Records for this task ->
· · · · · · ·
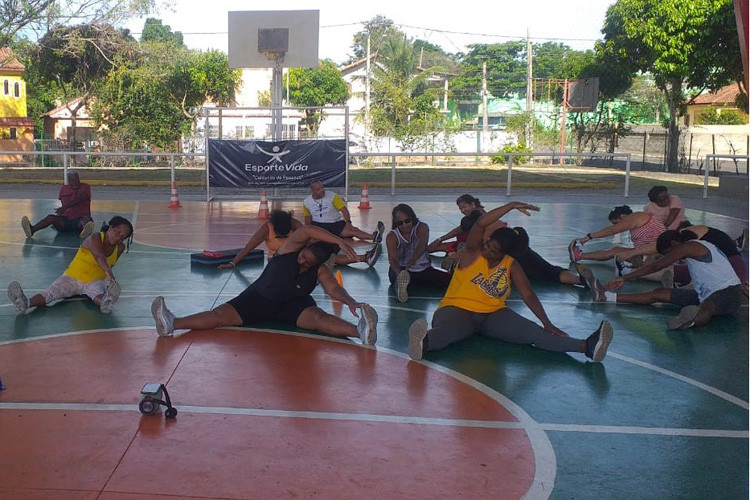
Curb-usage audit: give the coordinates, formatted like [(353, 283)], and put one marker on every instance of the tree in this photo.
[(155, 31), (402, 102), (17, 16), (77, 58), (676, 41), (316, 87), (153, 99), (379, 29), (506, 70)]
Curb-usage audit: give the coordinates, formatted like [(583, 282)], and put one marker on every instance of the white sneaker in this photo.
[(19, 299), (685, 319), (402, 283), (367, 325), (163, 317), (26, 225), (111, 294), (373, 255), (88, 228), (377, 235), (417, 334)]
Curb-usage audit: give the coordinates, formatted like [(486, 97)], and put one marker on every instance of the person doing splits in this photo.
[(276, 230), (282, 293), (89, 273), (74, 213), (475, 301)]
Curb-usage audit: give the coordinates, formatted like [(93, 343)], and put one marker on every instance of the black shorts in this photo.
[(332, 227), (254, 308), (74, 224), (727, 300)]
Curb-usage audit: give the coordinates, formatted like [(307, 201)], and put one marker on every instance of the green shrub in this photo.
[(721, 116)]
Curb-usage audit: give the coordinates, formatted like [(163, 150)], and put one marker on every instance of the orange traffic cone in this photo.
[(174, 200), (364, 201), (263, 209)]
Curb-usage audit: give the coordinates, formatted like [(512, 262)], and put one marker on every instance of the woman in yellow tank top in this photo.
[(475, 300), (89, 273)]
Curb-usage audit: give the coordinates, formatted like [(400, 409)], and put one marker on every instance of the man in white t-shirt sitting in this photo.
[(327, 210), (667, 208)]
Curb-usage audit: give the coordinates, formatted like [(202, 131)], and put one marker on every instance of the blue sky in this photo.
[(451, 25)]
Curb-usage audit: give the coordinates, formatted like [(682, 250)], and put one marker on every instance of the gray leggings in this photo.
[(453, 324)]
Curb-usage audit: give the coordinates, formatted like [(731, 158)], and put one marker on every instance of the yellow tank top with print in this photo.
[(479, 288), (84, 267)]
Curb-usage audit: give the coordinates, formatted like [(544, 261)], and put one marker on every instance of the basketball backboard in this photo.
[(254, 33)]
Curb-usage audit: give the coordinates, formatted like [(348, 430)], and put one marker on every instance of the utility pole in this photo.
[(485, 117), (529, 94), (367, 96)]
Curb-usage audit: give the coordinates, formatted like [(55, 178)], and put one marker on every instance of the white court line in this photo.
[(716, 392), (394, 419)]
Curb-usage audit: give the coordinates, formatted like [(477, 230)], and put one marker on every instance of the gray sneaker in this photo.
[(373, 255), (26, 225), (598, 342), (667, 279), (19, 299), (163, 317), (111, 294), (88, 228), (417, 334), (368, 325), (402, 283), (587, 275), (685, 319)]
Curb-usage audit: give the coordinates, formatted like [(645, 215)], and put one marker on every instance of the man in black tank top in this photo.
[(282, 293)]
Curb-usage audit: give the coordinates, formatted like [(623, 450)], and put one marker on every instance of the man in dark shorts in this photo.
[(282, 293), (716, 286), (326, 209), (74, 214)]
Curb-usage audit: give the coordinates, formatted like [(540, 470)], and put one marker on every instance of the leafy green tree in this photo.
[(78, 58), (380, 29), (155, 31), (154, 99), (402, 102), (676, 41), (18, 17), (316, 87)]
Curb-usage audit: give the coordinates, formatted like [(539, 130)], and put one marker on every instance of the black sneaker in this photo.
[(373, 255), (598, 342), (417, 334), (377, 235)]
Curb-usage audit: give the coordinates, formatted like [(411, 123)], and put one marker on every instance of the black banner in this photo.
[(276, 163)]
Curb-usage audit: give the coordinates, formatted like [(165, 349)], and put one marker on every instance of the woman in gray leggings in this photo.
[(475, 300)]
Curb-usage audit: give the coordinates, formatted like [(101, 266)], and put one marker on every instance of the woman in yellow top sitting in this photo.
[(89, 273), (475, 300)]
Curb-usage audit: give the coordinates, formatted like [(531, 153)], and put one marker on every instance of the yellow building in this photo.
[(16, 129)]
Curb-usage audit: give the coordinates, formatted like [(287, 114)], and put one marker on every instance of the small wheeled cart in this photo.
[(154, 396)]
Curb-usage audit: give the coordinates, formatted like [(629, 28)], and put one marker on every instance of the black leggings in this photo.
[(430, 277)]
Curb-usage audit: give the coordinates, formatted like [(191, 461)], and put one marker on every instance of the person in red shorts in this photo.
[(74, 213)]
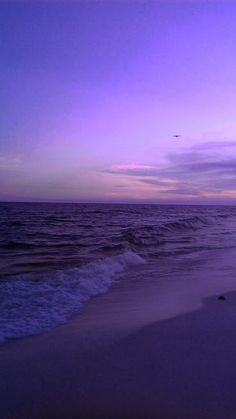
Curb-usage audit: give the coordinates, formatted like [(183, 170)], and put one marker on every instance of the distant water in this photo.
[(55, 257)]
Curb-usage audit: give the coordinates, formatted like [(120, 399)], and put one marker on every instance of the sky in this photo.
[(92, 93)]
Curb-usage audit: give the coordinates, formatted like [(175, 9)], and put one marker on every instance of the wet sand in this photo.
[(182, 367)]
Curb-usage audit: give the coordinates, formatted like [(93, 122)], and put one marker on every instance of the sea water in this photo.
[(55, 257)]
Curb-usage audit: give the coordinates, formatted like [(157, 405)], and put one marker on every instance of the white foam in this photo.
[(34, 304)]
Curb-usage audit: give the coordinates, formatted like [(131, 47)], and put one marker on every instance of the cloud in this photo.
[(206, 169)]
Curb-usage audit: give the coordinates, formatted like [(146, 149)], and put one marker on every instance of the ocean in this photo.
[(55, 257)]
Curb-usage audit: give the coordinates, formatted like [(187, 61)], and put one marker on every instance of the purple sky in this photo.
[(93, 92)]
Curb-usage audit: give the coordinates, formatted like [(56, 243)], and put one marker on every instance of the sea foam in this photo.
[(35, 303)]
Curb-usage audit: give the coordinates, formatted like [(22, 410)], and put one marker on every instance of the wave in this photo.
[(32, 304), (158, 234)]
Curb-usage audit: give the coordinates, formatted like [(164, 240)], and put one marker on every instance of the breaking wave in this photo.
[(36, 303)]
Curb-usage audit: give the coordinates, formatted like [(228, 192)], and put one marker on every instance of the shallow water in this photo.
[(55, 257)]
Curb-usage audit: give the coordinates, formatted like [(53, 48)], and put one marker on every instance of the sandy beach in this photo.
[(182, 367)]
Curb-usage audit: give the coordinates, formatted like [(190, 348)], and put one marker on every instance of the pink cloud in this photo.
[(130, 166)]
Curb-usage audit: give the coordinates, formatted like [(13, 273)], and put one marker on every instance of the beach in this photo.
[(182, 367), (116, 322)]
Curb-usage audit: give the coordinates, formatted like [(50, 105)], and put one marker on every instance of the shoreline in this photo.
[(175, 368)]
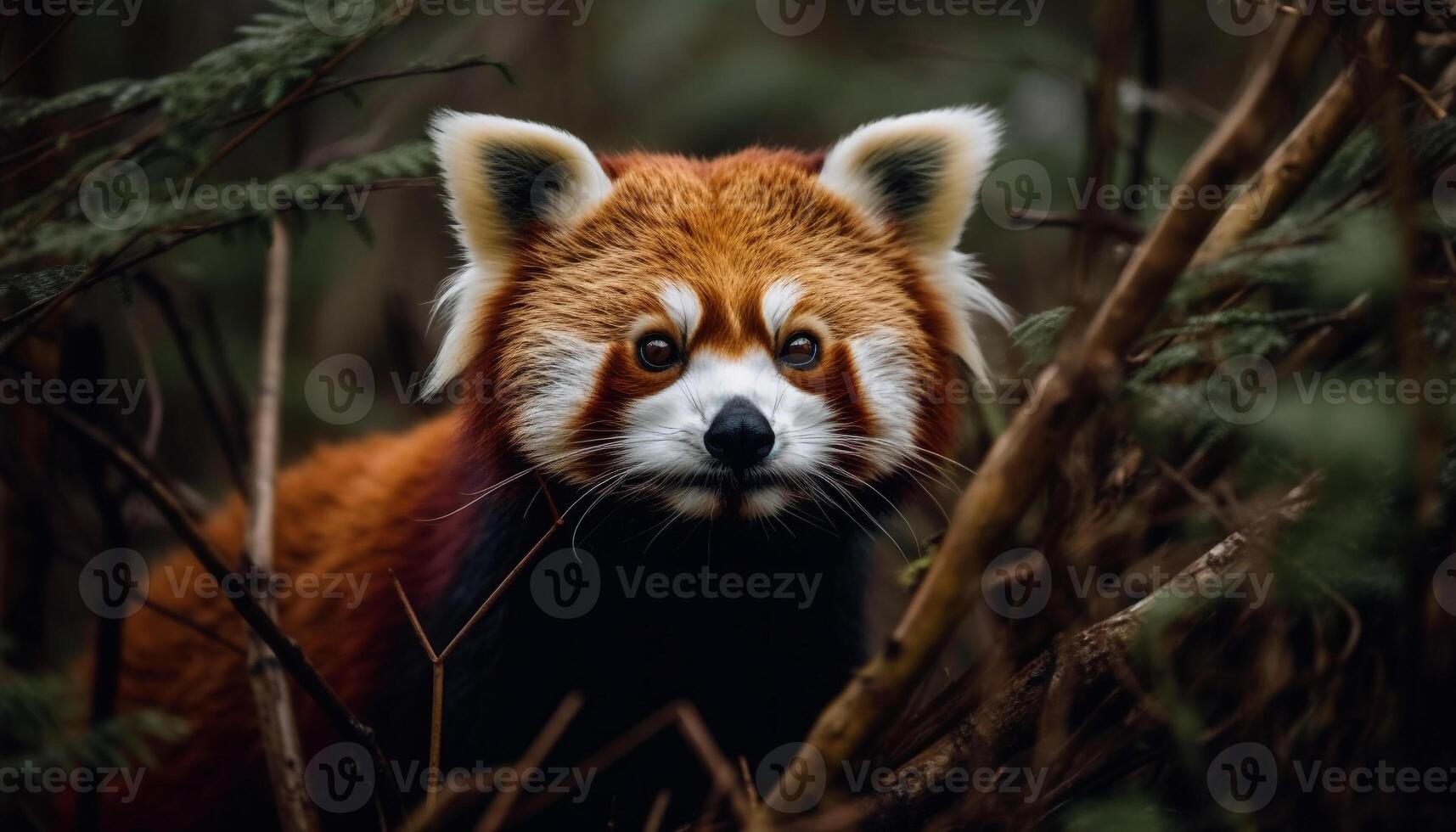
· · · · · · ·
Set exercise -> Pick out and copy in full each line above that contains the string "cloud". Case counts.

Exercise answer ->
Curb-usage audit: give the coordinates, formatted like [(131, 47)], and put one marker on every instance of the cloud in this photo.
Curb-usage audit: give the coordinates, formatted like [(190, 348)], and put one marker on every instance of the pink cloud in this photo.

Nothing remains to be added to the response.